* [Excerpted records]:
**********
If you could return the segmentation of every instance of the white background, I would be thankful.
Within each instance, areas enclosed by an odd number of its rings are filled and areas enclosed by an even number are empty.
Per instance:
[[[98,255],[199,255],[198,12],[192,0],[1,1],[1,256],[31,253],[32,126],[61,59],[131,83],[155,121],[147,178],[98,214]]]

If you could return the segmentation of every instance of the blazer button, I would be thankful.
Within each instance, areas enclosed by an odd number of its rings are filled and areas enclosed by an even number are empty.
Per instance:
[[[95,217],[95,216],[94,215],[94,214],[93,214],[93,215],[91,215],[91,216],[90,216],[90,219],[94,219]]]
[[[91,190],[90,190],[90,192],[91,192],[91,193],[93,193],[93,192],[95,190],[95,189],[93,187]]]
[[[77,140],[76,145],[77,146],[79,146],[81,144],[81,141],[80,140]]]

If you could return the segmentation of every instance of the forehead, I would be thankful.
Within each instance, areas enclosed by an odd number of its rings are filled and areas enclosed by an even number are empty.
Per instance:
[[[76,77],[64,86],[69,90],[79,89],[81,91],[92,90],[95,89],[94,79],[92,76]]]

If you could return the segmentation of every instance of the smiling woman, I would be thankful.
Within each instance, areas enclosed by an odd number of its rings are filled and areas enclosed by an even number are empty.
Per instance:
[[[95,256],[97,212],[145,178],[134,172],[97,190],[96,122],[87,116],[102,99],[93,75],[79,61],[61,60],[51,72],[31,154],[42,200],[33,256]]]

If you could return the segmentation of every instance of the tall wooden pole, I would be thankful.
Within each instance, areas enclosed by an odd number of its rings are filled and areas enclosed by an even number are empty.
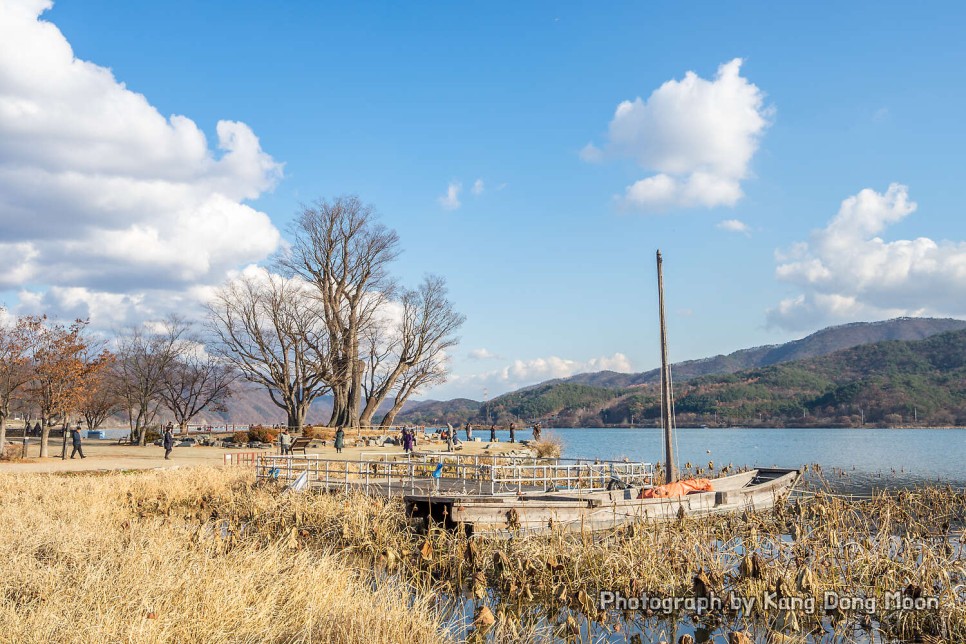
**********
* [Given request]:
Reproduce the records word for word, beginning at the line that contains "forehead, I would be thankful." and continuing through the end of the records. Leave the pictures out.

* [Answer to this problem]:
If you could return the segmentation of every instance of the forehead, I would be thankful.
Within each instance, areas enclosed by an odd number of its rings are filled and areas enclosed by an even number are empty.
Per instance:
[[[76,77],[64,86],[69,90],[79,89],[81,91],[92,90],[95,89],[94,79],[92,76]]]

If you could return the segmentation of every instance of the smiling woman, I would be thankful.
Within each instance, areas enclosed by an odd number of its rings are filled and areas enclosed by an even number are empty.
Per instance:
[[[95,256],[97,212],[145,178],[134,172],[97,190],[96,122],[87,116],[102,99],[93,75],[79,61],[61,60],[51,72],[31,154],[42,200],[33,256]]]

If you could return the segmentation of every instance of the tall wooden pole, I would be thankful.
Within each instance, areas enclosed by an odd number of its rings are filled and areas enclosed by an even number are empty.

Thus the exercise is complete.